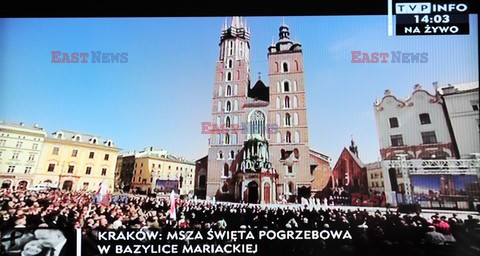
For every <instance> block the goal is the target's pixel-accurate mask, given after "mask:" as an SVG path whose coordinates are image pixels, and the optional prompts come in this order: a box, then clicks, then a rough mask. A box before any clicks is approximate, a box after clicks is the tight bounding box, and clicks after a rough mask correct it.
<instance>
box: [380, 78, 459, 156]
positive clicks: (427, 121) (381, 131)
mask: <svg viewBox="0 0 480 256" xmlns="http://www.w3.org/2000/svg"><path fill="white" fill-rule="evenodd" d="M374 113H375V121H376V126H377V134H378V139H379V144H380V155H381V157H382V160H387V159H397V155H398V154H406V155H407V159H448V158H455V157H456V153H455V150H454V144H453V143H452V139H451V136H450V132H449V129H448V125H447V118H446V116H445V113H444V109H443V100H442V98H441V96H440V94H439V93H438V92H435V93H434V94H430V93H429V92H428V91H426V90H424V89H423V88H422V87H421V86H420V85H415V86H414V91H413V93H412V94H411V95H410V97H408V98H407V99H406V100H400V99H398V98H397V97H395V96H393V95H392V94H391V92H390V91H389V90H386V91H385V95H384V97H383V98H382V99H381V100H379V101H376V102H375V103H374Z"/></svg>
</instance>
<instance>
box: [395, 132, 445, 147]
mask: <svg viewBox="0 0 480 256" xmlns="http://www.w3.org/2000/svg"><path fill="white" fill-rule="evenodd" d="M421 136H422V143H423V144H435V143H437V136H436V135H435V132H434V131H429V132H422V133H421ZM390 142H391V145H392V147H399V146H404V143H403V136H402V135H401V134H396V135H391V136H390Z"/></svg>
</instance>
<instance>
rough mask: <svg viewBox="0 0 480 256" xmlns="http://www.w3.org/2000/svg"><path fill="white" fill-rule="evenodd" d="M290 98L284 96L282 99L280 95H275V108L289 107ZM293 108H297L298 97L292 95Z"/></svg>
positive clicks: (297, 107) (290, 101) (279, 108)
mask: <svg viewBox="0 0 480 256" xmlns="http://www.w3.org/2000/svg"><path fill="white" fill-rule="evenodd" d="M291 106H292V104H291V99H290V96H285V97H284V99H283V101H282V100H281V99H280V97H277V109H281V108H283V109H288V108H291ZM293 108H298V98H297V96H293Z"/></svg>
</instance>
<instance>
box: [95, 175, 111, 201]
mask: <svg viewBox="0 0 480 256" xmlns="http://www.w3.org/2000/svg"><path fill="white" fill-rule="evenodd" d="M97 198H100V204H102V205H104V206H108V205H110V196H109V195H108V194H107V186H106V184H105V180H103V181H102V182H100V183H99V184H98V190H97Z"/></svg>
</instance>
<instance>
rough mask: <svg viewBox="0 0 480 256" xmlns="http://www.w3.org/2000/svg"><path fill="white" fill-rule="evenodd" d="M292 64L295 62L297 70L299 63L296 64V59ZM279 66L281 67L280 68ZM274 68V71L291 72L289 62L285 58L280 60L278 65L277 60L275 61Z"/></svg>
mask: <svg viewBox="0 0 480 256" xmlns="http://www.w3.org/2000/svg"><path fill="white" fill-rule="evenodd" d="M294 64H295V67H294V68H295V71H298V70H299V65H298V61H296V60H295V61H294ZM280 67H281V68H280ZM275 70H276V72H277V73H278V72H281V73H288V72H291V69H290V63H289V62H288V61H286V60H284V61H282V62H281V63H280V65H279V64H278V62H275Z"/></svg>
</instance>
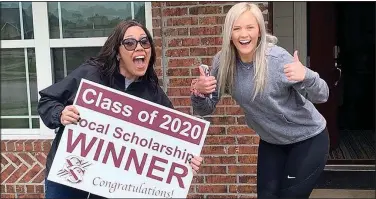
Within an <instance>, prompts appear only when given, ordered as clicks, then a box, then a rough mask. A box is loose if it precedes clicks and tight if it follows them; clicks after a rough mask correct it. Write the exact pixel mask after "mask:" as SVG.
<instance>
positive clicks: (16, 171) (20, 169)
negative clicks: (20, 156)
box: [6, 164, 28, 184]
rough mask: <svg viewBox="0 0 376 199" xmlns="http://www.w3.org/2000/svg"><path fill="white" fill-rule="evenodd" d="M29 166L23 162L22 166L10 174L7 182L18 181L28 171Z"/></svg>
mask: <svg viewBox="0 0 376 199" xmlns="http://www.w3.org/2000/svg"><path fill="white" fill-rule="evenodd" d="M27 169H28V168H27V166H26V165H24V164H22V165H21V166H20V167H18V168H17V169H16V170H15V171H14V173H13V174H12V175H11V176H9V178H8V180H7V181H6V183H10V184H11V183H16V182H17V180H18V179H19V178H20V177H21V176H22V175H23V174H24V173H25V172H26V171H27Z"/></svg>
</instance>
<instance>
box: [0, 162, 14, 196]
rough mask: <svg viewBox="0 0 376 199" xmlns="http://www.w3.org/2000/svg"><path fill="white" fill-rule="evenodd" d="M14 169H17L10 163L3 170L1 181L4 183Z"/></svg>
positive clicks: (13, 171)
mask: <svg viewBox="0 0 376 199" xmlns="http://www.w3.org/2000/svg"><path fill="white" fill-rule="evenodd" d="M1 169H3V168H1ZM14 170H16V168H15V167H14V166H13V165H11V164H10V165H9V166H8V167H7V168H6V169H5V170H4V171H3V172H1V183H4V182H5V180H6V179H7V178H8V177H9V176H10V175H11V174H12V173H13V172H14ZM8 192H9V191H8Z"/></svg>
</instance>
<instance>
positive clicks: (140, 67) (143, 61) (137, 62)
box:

##########

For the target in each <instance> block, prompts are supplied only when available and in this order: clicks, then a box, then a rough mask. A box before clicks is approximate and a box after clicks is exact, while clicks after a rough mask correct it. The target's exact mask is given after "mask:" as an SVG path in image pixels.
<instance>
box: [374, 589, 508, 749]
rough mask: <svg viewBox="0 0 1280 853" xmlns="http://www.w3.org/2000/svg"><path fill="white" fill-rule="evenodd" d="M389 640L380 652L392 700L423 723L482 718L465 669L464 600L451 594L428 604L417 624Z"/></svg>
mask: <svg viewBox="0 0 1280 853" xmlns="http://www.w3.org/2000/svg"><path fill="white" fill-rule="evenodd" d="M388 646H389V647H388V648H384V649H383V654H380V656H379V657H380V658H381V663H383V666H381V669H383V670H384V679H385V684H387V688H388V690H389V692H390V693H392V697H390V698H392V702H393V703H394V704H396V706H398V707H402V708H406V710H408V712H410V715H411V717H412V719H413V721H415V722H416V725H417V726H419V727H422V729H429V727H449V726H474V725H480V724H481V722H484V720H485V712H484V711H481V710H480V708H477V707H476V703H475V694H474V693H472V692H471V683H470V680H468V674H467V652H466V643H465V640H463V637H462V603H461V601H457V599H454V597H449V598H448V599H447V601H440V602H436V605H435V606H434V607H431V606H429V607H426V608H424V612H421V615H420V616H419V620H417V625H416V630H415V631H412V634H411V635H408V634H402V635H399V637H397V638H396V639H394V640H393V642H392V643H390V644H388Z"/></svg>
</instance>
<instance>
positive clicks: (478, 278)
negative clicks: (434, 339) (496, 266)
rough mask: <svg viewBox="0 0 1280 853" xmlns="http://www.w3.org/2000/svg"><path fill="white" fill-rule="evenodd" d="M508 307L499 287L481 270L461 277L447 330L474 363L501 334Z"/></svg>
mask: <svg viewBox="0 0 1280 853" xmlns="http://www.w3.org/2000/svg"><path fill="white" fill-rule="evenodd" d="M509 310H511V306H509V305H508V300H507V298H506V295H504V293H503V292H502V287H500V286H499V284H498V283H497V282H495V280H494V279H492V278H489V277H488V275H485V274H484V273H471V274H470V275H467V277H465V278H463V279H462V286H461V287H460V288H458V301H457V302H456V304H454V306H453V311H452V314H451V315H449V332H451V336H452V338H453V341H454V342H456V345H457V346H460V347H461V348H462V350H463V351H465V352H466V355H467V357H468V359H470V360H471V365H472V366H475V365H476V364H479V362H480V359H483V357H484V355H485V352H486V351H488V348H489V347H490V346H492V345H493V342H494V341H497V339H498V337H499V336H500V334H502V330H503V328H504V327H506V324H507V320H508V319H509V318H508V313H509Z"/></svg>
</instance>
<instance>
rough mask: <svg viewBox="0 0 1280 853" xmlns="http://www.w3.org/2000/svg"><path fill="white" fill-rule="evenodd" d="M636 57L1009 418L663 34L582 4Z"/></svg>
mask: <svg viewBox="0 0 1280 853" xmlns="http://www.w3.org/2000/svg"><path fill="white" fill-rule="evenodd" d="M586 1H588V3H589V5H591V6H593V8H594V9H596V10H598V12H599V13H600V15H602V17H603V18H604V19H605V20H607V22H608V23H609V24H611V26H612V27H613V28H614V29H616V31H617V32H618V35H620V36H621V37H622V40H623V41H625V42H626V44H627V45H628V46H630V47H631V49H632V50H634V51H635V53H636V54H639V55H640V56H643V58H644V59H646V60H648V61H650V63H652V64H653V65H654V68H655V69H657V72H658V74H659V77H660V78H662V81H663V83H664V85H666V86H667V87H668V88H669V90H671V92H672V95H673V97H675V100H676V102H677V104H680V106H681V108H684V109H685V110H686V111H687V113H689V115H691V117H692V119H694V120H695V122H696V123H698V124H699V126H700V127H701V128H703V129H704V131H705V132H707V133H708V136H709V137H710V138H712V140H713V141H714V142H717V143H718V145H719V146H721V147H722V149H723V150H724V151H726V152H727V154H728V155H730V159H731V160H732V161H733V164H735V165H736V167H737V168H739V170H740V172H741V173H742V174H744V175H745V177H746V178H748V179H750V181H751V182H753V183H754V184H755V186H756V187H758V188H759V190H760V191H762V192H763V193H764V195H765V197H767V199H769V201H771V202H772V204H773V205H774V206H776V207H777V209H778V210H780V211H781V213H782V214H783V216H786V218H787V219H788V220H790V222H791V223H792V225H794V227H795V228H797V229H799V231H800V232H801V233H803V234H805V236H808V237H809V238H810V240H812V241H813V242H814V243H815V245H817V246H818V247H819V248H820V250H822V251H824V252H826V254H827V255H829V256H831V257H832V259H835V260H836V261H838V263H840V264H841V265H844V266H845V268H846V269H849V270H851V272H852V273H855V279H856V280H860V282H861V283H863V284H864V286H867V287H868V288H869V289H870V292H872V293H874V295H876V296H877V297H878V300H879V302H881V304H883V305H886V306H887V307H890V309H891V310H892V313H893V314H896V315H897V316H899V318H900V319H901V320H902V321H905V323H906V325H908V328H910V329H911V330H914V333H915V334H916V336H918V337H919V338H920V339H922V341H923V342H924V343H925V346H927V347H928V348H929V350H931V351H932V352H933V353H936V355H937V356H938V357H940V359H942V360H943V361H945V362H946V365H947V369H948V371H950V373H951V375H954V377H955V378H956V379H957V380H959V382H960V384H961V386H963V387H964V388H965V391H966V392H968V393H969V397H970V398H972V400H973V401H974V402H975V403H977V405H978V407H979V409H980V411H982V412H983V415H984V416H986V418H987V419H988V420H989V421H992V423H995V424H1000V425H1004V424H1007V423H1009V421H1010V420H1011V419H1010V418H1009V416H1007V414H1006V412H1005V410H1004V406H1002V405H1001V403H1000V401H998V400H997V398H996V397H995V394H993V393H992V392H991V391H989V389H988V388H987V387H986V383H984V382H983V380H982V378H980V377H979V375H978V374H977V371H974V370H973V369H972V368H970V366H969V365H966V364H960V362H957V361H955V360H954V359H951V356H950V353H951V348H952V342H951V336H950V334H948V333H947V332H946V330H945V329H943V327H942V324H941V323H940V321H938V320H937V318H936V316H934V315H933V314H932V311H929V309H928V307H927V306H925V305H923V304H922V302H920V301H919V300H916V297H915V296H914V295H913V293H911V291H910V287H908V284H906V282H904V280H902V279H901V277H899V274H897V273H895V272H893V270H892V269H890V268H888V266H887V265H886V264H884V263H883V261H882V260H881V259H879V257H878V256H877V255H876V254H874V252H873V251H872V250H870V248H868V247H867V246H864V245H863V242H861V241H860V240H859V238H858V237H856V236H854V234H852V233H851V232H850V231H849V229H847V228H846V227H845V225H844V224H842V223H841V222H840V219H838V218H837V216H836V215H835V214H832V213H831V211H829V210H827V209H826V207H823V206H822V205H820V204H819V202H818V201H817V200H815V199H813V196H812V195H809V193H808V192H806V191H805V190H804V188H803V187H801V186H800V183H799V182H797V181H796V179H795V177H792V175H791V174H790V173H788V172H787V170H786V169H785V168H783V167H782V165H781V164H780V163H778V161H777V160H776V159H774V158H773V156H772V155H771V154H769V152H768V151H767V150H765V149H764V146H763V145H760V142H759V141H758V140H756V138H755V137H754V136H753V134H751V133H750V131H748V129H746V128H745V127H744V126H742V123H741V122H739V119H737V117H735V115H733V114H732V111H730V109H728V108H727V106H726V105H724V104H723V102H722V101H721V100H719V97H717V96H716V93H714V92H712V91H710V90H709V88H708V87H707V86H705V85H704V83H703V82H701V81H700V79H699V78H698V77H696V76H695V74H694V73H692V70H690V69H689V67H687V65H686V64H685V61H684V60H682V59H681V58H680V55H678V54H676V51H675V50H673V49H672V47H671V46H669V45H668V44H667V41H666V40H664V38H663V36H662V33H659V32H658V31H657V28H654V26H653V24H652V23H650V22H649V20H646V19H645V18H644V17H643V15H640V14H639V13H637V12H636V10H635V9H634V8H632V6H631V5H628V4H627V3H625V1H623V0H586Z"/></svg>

##########

• _Task details_
Check each line of the listing above. Copy the ones with the word "negative".

• _Task solution_
negative clicks: (20, 156)
negative clicks: (434, 339) (496, 266)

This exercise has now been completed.